→ **Excerpt to read**
■ ■ ■ ■

Harris, Texas - Port Terminal Railroad Association (PTRA) of Harris County and Union Pacific Railroad Company are being sued by a former employee’s estate executors for his asbestos-related death.
Executors Chuck L. Harrison and Karen A. Cannon believe Leon E. Harrison had a wrongful death due to asbestos exposure dating back to 1959. After years as a railroad worker, Mr. Harrison was then diagnosed with lung cancer in 2012 and passed by 2013 at 73 years old.
Railroad workers have an unfortunate history linked to asbestos due to the fact that asbestos insulation was widely used to protect against the intense heat of steam needed to power trains. Asbestos was a favored material because it was inexpensive and extremely heat-resistant, so it was most commonly found in boilers, pipes, and fireboxes.
The entire railroad work environment was a hazard with boxcars, cabooses, gaskets, sealing cement, floor tiles, rope, brake lining, clutches, and more containing the material. It wasn’t until the 1970s that it became public knowledge as to how asbestos exposure had strong links to pulmonary disease. After that, its use on new trains ended.
This long period of time that elapses from initial asbestos exposure to diagnosis is referred to as the latency period. Lung cancer can take ten or more years to develop.
C. Harrison and Cannon filed individual lawsuits in the Houston Division of the Southern District of Texas, alleging that the PTRA and Union Pacific Railroad Co. violated the Federal Employers’ Liability Act (FELA) by allowing L. Harrison to use machinery, tools, and equipment related to asbestos exposure. Similar cases have had FELA support and found success as well.
The executors are charging the railroad companies with negligence to protect L. Harrison and are holding them responsible for failure to avoid asbestos-ridden materials, inspect equipment thoroughly, warn employees of the toxic work environment, supply respirators and medical monitoring, as well as following their own internal policies.
Pain, suffering, anguish, fear, impairment, and medical expenses are being claimed, seeking actual and special damages, pre- and post-judgment interest, and attorney’s fees, expenses, and costs.

■ ■ ■ ■

→ **Problem description**
According to the asbestos lawsuit article, in what year was Leon E. Harrison diagnosed with lung cancer? The records that come next are separate material and have no connection to the asbestos lawsuit article.

→ **Data section**

■ ■ ■ ■

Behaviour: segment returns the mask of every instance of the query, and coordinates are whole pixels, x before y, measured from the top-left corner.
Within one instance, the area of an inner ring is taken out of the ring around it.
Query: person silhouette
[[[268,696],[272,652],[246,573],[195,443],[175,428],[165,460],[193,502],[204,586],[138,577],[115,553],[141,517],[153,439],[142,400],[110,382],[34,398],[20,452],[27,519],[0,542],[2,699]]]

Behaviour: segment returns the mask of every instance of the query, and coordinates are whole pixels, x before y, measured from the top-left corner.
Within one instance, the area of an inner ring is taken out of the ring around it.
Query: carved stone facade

■ ■ ■ ■

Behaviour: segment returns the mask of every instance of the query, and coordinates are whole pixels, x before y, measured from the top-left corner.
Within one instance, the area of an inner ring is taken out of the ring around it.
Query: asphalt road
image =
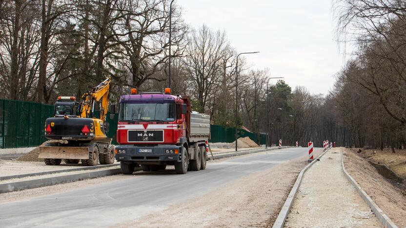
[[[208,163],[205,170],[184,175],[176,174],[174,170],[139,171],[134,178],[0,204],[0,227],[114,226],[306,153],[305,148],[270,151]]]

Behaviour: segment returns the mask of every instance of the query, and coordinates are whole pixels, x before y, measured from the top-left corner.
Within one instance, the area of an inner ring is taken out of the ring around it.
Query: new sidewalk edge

■ ■ ■ ■

→ **Task answer**
2012